WRITTEN REQUEST: Reproduce the listing below without any change.

GIVEN DATA:
====================

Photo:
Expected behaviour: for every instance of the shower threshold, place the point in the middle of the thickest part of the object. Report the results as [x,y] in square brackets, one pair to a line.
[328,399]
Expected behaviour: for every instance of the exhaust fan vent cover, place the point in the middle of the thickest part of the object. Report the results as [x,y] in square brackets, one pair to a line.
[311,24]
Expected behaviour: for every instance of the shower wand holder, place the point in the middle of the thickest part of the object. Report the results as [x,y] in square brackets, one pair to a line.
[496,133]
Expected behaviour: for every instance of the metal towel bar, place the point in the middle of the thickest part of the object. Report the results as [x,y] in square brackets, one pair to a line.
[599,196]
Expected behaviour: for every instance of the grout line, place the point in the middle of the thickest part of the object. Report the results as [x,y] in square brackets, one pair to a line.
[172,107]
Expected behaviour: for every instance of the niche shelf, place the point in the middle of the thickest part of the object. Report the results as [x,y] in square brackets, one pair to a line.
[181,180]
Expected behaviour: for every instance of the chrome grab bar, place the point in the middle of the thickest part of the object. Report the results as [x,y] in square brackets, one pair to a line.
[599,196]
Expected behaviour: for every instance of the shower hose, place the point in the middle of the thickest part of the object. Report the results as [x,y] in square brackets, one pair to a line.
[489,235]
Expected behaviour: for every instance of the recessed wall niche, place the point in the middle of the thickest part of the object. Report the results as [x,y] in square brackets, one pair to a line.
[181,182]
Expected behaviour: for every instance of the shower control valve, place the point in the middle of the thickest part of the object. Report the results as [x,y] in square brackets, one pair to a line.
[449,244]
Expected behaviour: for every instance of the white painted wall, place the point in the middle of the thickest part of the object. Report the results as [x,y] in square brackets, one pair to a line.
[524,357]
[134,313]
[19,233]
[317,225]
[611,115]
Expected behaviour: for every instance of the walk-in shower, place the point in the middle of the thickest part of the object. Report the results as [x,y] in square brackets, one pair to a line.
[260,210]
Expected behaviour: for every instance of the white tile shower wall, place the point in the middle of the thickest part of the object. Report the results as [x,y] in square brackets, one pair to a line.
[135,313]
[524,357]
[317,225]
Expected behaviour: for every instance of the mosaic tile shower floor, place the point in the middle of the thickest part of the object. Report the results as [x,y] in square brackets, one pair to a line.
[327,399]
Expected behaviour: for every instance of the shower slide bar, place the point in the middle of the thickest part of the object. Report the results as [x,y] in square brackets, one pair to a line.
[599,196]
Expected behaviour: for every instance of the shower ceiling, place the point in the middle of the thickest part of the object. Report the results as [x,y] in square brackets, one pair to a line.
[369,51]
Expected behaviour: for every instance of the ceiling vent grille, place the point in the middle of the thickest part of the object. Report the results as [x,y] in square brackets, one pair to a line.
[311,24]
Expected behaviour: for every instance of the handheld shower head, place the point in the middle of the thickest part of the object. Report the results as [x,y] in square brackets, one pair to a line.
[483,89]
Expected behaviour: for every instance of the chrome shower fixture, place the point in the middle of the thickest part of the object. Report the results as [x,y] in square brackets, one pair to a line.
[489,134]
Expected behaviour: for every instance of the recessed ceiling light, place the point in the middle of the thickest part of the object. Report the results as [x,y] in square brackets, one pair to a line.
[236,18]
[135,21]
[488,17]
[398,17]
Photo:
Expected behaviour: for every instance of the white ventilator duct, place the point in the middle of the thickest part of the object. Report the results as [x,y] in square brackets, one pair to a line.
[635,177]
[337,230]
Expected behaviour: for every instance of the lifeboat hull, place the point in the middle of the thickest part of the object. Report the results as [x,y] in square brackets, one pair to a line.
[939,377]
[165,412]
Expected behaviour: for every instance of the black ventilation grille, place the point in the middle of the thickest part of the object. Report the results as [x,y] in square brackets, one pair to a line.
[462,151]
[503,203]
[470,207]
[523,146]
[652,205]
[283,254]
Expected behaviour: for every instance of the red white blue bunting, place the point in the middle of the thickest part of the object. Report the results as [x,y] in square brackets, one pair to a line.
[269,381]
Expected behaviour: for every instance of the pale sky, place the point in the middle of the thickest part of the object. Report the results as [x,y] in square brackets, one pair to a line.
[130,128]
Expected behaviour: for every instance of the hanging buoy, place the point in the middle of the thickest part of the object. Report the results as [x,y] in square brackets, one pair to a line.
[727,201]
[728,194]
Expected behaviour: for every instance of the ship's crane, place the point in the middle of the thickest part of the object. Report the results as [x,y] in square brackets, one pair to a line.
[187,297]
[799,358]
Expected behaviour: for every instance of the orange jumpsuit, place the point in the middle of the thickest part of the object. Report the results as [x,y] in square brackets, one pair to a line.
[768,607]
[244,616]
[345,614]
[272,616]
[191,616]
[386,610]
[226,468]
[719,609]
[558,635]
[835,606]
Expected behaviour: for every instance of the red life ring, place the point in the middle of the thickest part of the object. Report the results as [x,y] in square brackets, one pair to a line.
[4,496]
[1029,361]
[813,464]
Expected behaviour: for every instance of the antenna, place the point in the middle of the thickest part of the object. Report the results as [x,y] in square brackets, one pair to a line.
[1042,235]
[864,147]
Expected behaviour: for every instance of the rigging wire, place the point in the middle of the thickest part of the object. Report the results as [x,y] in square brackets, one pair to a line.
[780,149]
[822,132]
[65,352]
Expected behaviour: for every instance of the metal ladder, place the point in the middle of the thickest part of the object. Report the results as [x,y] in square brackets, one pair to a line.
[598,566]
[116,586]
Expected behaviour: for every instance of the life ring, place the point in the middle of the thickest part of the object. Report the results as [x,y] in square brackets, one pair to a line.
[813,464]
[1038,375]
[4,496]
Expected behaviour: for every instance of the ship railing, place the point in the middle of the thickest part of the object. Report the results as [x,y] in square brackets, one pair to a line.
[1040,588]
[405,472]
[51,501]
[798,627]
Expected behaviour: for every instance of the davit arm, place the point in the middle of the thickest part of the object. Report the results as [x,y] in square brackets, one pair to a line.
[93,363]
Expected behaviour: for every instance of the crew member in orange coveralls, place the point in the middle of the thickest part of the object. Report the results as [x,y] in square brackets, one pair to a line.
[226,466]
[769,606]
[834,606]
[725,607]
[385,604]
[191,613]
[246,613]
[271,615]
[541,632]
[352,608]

====================

ANSWER FOR THE TASK:
Photo:
Expected behaviour: for every instance of the shower threshold, place the point in the middle of the thickest part of the object. Report the results as [x,y] in square brackets, one pair to a line.
[328,399]
Expected behaviour: for every instance of the exhaust fan vent cover, place the point in the middle of the thickest part of the object. Report the results as [x,y] in square brackets, one pair to a line.
[311,24]
Expected behaviour: for every instance of the shower wand holder, place the point in the middle of the thickest part of the object. Report the results as [x,y] in square brackets, one pair to a line.
[496,133]
Expected behaviour: for every instance of the metal towel bar, place the point in the middle of the thickest part of the object. Report the results as [x,y] in square brackets, one pair to a line.
[599,196]
Expected behaviour: for every instance of the grout line, place the point in the middle of the thickest part of the object. Report the results as [x,y] in square brackets, one pair to a line.
[172,107]
Expected behaviour: for every instance of the niche shelf, place the point in the middle of the thickest part of the object. Report the results as [x,y] in square brackets, one pair to a line.
[181,180]
Expected behaviour: for every instance of the chrome grab bar, place the point in the middle of the thickest part of the object. Report the results as [x,y] in square brackets, one pair to a line.
[599,196]
Expected behaviour: for every instance of the shower hose, place the point in the middle of the thickest part of the object. Report the results as [x,y] in square brackets, one pair to a line.
[489,235]
Expected behaviour: for every instance of the recessed wall niche, place the point in the middle of the thickest part of the object. Report the results as [x,y] in square brackets, one pair to a line.
[181,182]
Expected behaviour: for every instance of the shower control valve, place the point in the middle of the thickest part of the object. Report the results as [x,y] in square brackets, one pair to a line.
[449,244]
Expected behaviour: for every instance of the white painted wall, place the point in the middle of the thickest part of the object. Report the results as [x,y] in square brackets, one pair to a line.
[524,357]
[134,313]
[19,233]
[317,225]
[611,115]
Expected behaviour: for every instance of the walk-in shower, place the point in the middle of the thickest part of the object. Report the results as [x,y] in square brackets, one pair to a line.
[260,210]
Expected behaviour: for every instance of the white tile shower wall, place the point in the middle of the thickest part of the object. Report the results as [x,y] in square brackets, one pair to a line.
[135,313]
[524,357]
[317,225]
Expected behaviour: for every instance of the mosaic tile shower floor, place the point in the middle of the thickest part of the object. Report the results as [x,y] in square brackets, one pair to a line.
[327,399]
Expected behaviour: for every instance of the shower slide bar, place the point in the middle of the thickest part of the object. Report the results as [x,y] in square brackets, one pair to a line.
[599,196]
Expected behaviour: for every instance of the shower ceiling, place the point in the middle of the thickest part of the object. Report the results as [x,y] in square brackets, one pair to a line.
[369,51]
Expected behaviour: for every instance of the ceiling vent grille, place the point in the middle of the thickest part of the object. Report the results as [x,y] in square brackets, one pair to a line.
[311,24]
Expected behaviour: for every instance of the handheld shower head, place the point in the middle of the thickest part of the object. Report the results as [x,y] in square brackets, one pair to a line.
[483,89]
Expected behaviour: for every instance of the chrome shower fixture, place the point in the middle of the thickest part of the object. Report the results as [x,y] in square brackets, one pair to a line.
[489,134]
Expected behaviour: for every instance of the recessed ceiling light, place the point in the middle of the thickest part of the object. Report the results as [x,y] in square brackets, one pair to a line.
[236,18]
[135,21]
[488,17]
[398,17]
Photo:
Expected behaviour: for every instance of the white ventilator duct, place the point in the middle of the thickest part of the object. Report the results as [x,y] in square brackets, one pair to a line.
[635,177]
[337,230]
Expected behaviour: for every instance of the lifeboat hull, place the point in the middle of the thickest part of the object. Report the results as [x,y] in square brackets, one pair to a line.
[939,377]
[165,412]
Expected behaviour: for every instance of the black ventilation grille, place the point in the middle of the thickest part of the object. Report the results as [x,y] in square brackets, one pair to a line.
[462,151]
[503,203]
[470,207]
[523,146]
[652,205]
[283,254]
Expected behaviour: for every instance of the red white blue bunting, place the point in the middle of the thickest part of the object. Report the results as [x,y] in square brackets, one pair to a line.
[269,381]
Expected behaviour: for every instance of the pale sky, place the point in the middle of the thickest part of the object. Report the results as [x,y] in square brackets, one pair to a line.
[130,128]
Expected behaviour: for every instance of the hanging buoy, place the point in the middle of the thickest part of the object. Report the results as [x,y] in square brackets, one pair to a line.
[727,201]
[728,194]
Expected behaviour: for every instance of the ship's crane, place the point in the middle of the thickest part of the object. Report the results as [x,y] in square brackets, one pair to a line.
[187,297]
[799,358]
Expected behaviour: for every instance of the orange jumpsuit, place the point in the middle of the thickest part of the object. Report the results as [x,y] in square brackets, one pair to a line.
[768,607]
[244,616]
[345,614]
[272,616]
[191,616]
[386,610]
[226,468]
[719,609]
[558,635]
[835,606]
Expected behaviour: for every instance of the red life ring, place the point in the middle of the thickest part of the object. Report the results as [x,y] in square brackets, one pair to a line.
[4,496]
[1029,361]
[813,464]
Expected behaviour: for every instance of the antenna, place the point in the middle of the thickest part of the object. Report the results as [x,y] in square brackets, one pair to a line.
[1042,235]
[864,147]
Expected behaviour: for every instance of the rigging wire, place the point in the middle of the thickest part of the object. Report the results as [x,y] in square brackets, one pair to a line.
[780,149]
[822,132]
[65,352]
Expected behaviour: for every instance of the metal ladder, place the point in the middle of the thickest part of the object. Report the results as [x,y] in square brackets, one pair to a line.
[598,566]
[116,586]
Expected behaviour: for every instance of the life ring, place the point in the middle of the thickest part of the object. Report the results as [x,y] in square brackets, one pair to a line.
[813,464]
[1038,375]
[4,496]
Expected behaviour: for every instance of the ship railing, place the point in the middle of the thickest part of the object. Report the results as [x,y] in square brackets, one pair to a line.
[1040,588]
[405,472]
[51,501]
[798,627]
Expected behaviour: for every instance of the davit arm, place the point in the middle of the thickest part of the object. Report the results as [x,y] in square brackets, one pair to a line.
[93,363]
Expected behaviour: for every instance of the crew member in orange coveralls, place the point in the middle of the thickest part of the object. Report the results as [x,y] in square brackets, one pair to a line.
[226,466]
[769,606]
[834,606]
[725,607]
[385,604]
[191,613]
[246,613]
[271,615]
[541,632]
[352,608]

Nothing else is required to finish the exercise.